Location identification entries:
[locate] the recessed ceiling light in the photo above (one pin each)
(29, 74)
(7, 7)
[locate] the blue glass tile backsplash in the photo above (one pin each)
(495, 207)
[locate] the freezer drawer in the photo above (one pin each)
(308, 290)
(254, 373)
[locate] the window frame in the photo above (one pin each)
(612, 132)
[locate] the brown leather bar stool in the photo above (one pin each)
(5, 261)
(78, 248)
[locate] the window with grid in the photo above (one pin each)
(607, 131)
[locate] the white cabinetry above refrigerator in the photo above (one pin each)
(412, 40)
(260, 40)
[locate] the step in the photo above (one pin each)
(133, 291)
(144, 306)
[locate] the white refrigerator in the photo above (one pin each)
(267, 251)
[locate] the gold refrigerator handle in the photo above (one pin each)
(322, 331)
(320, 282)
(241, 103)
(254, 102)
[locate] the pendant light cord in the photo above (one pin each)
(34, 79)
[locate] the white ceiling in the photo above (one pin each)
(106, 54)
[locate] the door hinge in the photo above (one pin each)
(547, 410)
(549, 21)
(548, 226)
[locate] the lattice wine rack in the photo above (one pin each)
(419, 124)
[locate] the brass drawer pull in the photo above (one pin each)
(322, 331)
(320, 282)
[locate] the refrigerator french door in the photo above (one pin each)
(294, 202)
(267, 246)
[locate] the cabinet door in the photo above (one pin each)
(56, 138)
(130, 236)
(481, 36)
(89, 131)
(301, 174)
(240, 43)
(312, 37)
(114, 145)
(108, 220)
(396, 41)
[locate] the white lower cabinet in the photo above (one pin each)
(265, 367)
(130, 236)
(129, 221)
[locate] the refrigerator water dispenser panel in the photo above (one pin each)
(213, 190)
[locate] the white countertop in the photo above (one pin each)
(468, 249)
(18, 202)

== REQUIREMENTS ==
Reproduce all of the entries above word for word.

== SOLVED PROBLEM ==
[locate] the recessed ceiling light in the photo above (one pin each)
(29, 74)
(7, 7)
[locate] the blue glass tile backsplash in the photo above (one pin each)
(495, 207)
[locate] the freezer drawer in the photo above (one pin each)
(308, 290)
(254, 373)
[locate] the window frame in the photo above (one pin each)
(612, 132)
[locate] the brown leather bar stool in the photo above (one pin each)
(5, 261)
(78, 248)
[locate] the window with grid in the photo above (one pin each)
(607, 131)
[locate] the white cabinetry above refrigerator in the photo above (one pin each)
(412, 40)
(260, 40)
[locate] the step in the photo above (one pin each)
(133, 291)
(144, 306)
[locate] the white refrigerator in the photo above (one pin each)
(267, 251)
[locate] the gold refrigerator handle in the photo above (one pin each)
(322, 331)
(320, 282)
(241, 103)
(254, 102)
[locate] the pendant light cord in the photo above (one pin each)
(34, 79)
[locate] the white ceiling in the photo above (one pin each)
(106, 54)
[locate] the door hinge in the photo above (one pin each)
(547, 410)
(549, 21)
(548, 226)
[locate] the lattice wine rack in the photo above (one pin each)
(419, 124)
[locate] the brass drawer pull in the photo above (one pin each)
(322, 331)
(320, 282)
[locate] the refrigerator french door in the photo above (one pin each)
(294, 202)
(267, 246)
[locate] the cabinet door in the photo above (one pin each)
(56, 138)
(130, 236)
(481, 36)
(89, 131)
(301, 174)
(240, 43)
(312, 37)
(114, 145)
(108, 220)
(396, 41)
[locate] the white lower cabinet in the photo above (one pin each)
(265, 367)
(130, 236)
(129, 221)
[locate] the refrigerator water dispenser panel in the photo above (one pin each)
(213, 190)
[locate] the white countertop in the photo above (one pin each)
(468, 249)
(18, 202)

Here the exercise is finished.